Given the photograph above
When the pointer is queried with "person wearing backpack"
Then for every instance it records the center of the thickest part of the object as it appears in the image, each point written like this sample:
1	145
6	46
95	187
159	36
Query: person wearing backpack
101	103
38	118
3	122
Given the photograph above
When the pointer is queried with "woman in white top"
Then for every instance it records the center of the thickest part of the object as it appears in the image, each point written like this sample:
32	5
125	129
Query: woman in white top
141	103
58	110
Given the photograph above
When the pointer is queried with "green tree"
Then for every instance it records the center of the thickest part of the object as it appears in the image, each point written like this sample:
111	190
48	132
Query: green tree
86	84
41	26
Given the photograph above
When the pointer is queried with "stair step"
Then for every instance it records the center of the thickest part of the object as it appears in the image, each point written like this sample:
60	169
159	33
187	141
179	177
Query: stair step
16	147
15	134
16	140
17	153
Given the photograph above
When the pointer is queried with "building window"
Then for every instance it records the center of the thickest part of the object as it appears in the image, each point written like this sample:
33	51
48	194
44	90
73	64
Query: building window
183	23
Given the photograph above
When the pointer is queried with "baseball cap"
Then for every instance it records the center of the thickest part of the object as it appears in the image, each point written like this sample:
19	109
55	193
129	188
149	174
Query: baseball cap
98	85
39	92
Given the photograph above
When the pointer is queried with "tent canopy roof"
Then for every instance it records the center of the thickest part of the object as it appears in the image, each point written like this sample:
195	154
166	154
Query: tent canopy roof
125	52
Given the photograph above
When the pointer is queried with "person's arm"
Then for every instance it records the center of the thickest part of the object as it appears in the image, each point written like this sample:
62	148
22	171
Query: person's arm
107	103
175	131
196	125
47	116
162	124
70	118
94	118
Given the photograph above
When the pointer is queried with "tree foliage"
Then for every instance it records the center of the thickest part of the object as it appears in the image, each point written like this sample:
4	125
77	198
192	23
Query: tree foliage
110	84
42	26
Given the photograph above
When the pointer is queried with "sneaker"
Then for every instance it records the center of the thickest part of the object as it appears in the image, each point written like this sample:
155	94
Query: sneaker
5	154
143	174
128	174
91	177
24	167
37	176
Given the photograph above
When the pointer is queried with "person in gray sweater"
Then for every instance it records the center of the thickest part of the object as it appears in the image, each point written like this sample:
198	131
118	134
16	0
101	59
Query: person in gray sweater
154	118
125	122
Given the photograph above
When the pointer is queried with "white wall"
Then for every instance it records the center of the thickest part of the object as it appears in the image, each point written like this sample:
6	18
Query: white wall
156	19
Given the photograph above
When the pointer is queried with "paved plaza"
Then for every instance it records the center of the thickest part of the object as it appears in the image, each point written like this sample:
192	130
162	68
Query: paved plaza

*Try it*
Search the listing above for the string "plaza" and copy each line that has it.

*Answer area*
When the pointer is queried with "paved plaza"
Query: paved plaza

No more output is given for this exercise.